**Source passage**
..............................
Three ways to put a "reserved" sign on a restaurant table. flock() puts the sign on the whole table, and it stays as long as the person who placed it keeps sitting (tied to the fd). POSIX fcntl() reserves individual chairs, but the sign is tied to the person, not the seat -- if that person sits at any other table in the restaurant and then leaves, ALL their signs vanish everywhere, including the original. OFD locks fix this: the sign stays on the specific seat no matter what else happens. All three are advisory. A rude guest who ignores signs can sit wherever they want.

💡

The Problem

Two instances of a batch job run at the same time, both writing to the same output file. Writes interleave. File corrupted. A developer adds POSIX fcntl() locks -- problem solved, until a library somewhere in the process opens the same file for a quick stat check and closes it. That close() silently releases every POSIX lock the process held on that file, even locks on a completely different fd. Corruption returns with no error, no warning, no hint that the lock evaporated.

Architecture

Two cron jobs fire at the same time. Both open the same report file. Both start writing. The result? The first half of line 47 is from job A, the second half is from job B, and the file is now corrupted beyond repair.

This is the problem file locking solves. But here's what makes it treacherous: Linux provides three different locking mechanisms, and they have radically different rules about what happens on fork(), on close() of an unrelated fd, and when code runs on NFS instead of a local disk.

Pick the wrong one and the locks silently evaporate. No error. No warning. Just data corruption that shows up at 3 AM.
..............................
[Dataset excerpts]
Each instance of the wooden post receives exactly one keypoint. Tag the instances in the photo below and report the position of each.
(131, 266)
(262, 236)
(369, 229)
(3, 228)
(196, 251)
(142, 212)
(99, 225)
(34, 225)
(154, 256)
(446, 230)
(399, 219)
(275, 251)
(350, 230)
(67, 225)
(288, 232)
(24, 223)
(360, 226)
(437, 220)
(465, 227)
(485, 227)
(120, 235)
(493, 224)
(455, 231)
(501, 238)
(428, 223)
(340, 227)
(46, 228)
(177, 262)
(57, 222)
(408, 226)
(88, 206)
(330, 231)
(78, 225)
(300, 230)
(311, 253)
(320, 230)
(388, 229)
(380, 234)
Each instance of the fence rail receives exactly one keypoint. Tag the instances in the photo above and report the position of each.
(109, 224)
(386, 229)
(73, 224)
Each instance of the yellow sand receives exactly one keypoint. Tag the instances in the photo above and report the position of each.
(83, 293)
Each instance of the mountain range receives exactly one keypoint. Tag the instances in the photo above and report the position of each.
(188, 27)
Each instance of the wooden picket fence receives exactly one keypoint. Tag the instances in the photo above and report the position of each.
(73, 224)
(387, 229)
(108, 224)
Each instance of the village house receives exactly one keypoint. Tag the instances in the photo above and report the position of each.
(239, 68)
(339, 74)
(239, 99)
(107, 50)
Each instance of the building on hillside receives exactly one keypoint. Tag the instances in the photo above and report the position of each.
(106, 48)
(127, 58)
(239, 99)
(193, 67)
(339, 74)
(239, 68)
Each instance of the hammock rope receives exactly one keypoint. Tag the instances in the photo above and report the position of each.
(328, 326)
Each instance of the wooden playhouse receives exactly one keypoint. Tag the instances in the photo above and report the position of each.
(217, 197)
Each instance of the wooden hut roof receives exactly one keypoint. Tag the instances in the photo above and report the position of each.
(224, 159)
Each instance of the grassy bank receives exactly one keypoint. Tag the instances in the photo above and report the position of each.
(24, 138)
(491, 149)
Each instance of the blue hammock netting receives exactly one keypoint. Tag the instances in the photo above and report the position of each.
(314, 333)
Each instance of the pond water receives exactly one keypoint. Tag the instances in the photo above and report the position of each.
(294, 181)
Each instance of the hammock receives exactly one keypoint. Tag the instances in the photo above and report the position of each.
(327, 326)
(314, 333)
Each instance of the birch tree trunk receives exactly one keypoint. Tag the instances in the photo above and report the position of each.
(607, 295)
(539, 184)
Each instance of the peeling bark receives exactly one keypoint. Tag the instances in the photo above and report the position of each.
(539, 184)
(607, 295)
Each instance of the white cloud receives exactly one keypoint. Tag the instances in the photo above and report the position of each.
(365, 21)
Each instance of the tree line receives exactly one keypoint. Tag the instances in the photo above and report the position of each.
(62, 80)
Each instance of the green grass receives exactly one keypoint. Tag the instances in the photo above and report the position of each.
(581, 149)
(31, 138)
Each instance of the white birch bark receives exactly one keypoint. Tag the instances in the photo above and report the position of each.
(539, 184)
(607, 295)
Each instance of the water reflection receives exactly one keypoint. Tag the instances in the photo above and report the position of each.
..............................
Could you print a verbatim copy of part of the passage on file locking, beginning at the words "Two instances of" and stopping after "the lock evaporated."? The rows are separate from the passage on file locking.

Two instances of a batch job run at the same time, both writing to the same output file. Writes interleave. File corrupted. A developer adds POSIX fcntl() locks -- problem solved, until a library somewhere in the process opens the same file for a quick stat check and closes it. That close() silently releases every POSIX lock the process held on that file, even locks on a completely different fd. Corruption returns with no error, no warning, no hint that the lock evaporated.